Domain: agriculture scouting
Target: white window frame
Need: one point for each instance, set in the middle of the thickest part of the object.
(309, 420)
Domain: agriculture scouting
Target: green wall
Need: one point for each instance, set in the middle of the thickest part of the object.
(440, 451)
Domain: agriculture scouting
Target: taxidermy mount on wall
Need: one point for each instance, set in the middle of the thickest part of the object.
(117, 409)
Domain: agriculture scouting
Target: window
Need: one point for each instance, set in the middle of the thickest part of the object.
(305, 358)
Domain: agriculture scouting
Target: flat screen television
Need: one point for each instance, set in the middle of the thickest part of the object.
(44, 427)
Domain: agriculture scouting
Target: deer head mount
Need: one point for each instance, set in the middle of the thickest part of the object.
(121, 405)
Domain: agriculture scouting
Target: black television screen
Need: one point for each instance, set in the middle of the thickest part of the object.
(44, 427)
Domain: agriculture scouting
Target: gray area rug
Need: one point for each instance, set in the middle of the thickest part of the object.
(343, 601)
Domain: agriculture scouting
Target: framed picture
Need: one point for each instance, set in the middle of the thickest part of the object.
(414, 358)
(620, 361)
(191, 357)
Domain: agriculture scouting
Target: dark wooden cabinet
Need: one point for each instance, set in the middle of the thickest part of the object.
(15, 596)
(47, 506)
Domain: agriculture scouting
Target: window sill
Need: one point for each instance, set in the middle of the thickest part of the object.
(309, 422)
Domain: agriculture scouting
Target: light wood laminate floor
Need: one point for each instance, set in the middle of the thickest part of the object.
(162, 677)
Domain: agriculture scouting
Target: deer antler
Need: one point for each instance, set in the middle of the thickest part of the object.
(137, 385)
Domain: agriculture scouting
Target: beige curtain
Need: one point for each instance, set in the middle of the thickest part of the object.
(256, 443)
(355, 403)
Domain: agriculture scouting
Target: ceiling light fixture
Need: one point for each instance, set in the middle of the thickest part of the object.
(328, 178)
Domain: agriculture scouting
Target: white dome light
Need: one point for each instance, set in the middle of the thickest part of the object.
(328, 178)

# # # # # # #

_Exercise_:
Extract each line of the material above that contains the word "mount".

_Answer below_:
Target: taxidermy mount on wall
Target: deer head mount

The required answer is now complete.